(ページ抜粋):
◇ ◇ ◇ ◇ ◇ ◇ ◇

してみれば、本願商標は、これをその指定商品に使用しても、これに接する需要者をして、直接的ではないが、平成に製造されたものである等、広い意味での商品の生産時期等を表すものとして、また、一般に使用され得る現元号を表したにすぎない表示として認識させるにとどまるものと判断するのが相当であるから、自他商品の識別力を欠き、商標としての機能を果たし得ない。
したがって、本願商標は、需要者が何人の業務に係る商品であるかを認識することができない商標であるから、商標法3条1項6号に該当する。

「マックスはあなたの手!」の文字は、「マックス」の文字が格別の語義を有するものとは理解されない造語であり、単なる商品の品質・用途などを誇示するだけのキャッチフレーズとは認められないため、商標法3条1項6号には該当しないとされた事例

【種別】拒絶査定不服の審決
【審判番号】不服昭和48-3169
【事案】
本願商標は、「マックスはあなたの手!」の文字を左横書きしてなり、第13類「手動工具(但しブラシ類を除く。)」を指定商品とするものである。
【拒絶理由】
商標法第3条第1項第6号
【審決における判断】
本願商標は、「マックスはあなたの手!」の文字を左横書きしてなり、第13類「手動工具(但しブラシ類を除く。)」を指定商品とするものである。
本願商標中「マックス」の文字は格別の語義を有するものとは理解されない造語であって、指定商品の品質・用途などを表すものと容易に認識されないものであるばかりでなく、「マックスはあなたの手!」のように組み合わされたために単なる商品の品質・用途などを誇示するだけのキャッチフレーズとは認められないものである。
してみれば、本願商標を指定商品に使用しても、自他商品識別標識としての機能を充分に果たすものと判断するのが相当である。
したがって、本願商標は、商標法3条1項6号に該当するものでない。

◇ ◇ ◇ ◇ ◇ ◇ ◇

(提供された行):
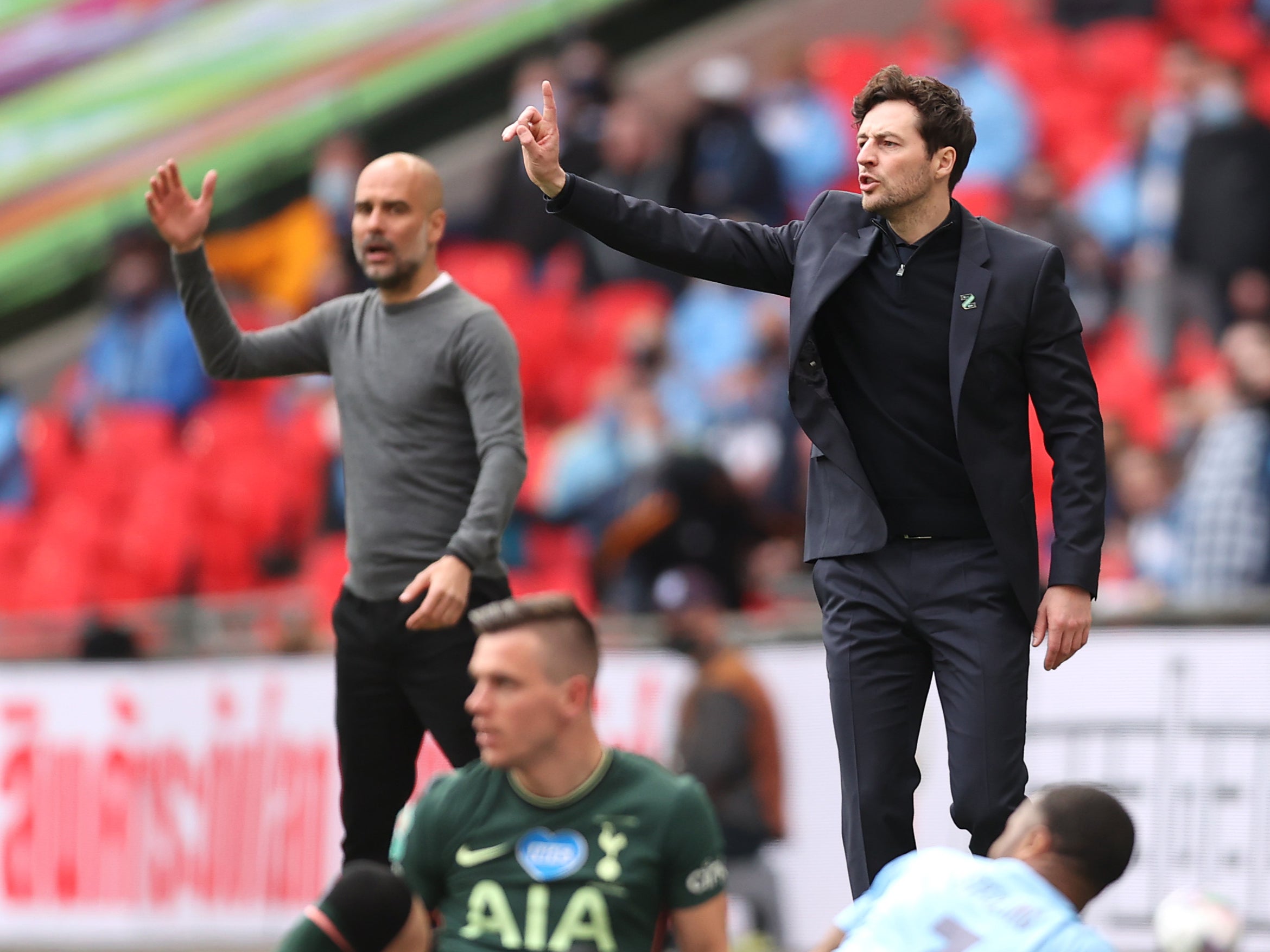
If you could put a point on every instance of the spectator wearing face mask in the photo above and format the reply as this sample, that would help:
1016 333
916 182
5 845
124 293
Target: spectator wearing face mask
1223 505
724 169
632 160
143 351
1223 225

◇ ◇ ◇ ◇ ◇ ◇ ◇

(実行する課題): 上の商標審決の抜粋を、最後の文の後から書き継ぐこと。

(課題の結果):
比較的平易な英語で記述的に表示してなる「BEAUTY IS IN THE CUTTING」の文字は、その商品のカッティングが良いこと(優良品であること)を誇称する単なる宣伝文として理解するにとどまり、自他商品の識別標識としての機能を果たす文字とは認識し得ないとされた事例

【種別】拒絶査定不服の審決
【審判番号】不服昭和55-10170
【事案】
本願商標は、「BEAUTY IS IN THE CUTTING」の欧文字を横書きしてなり、第21類「ダイヤモンドその他のカットした宝玉およびその模造品」を指定商品とするものである。
【拒絶理由】
商標法第3条第1項第6号
【審決における判断】
本願商標は、これより全体として「美しさは切断(cutting)にある。」如きの意味合いをもって理解される語を欧文字で表現したものと解されるとするのが相当である。ところで、指定商品「ダイヤモンドをはじめ各種の宝玉」にあっては、その商品価値(美しさ)は、カッティング(切り子)の善し悪しにかかっているといわれている商品である。
そうとすれば、比較的平易な英語で記述的に表示してなる本願商標をその指定商品(宝玉等)に使用した場合には、これに接する取引者、需要者は、前記の事情から、その商品のカッティングが良いこと(優良品であること)を誇称する単なる宣伝文として理解するにとどまり、自他商品の識別標識としての機能を果たす文字とは認識し得ないものと判断するのが相当である。
してみれば、本願商標は、需要者が何人かの業務に係る商品であることを認識することができない商標といわなければならないから、本願商標は、商標法3条1項6号に該当する。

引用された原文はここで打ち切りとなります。